• **AVAILABLE DATA**
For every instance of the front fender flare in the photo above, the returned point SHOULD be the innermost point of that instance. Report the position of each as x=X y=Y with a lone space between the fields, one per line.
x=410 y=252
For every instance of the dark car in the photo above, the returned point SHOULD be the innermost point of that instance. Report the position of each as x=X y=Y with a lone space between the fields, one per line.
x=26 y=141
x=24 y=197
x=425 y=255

* * *

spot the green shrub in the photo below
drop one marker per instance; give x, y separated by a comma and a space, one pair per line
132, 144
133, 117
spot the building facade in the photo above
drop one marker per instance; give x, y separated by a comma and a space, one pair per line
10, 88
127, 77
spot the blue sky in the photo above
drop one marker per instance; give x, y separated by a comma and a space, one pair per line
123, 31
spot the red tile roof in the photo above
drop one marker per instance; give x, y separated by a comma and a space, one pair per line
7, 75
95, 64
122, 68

--

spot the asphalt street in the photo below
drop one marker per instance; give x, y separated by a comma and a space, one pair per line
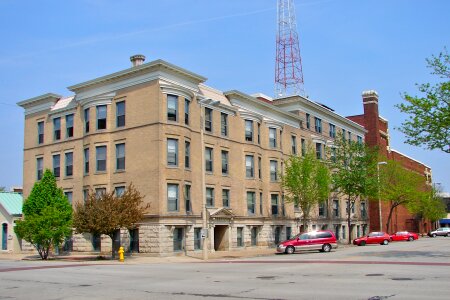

• **TASK DETAILS**
In the entries above, find each line with the string "below" and copy it.

• **EXERCISE ANSWER**
spot the green shrub in the photo below
spot the asphalt street in the photo below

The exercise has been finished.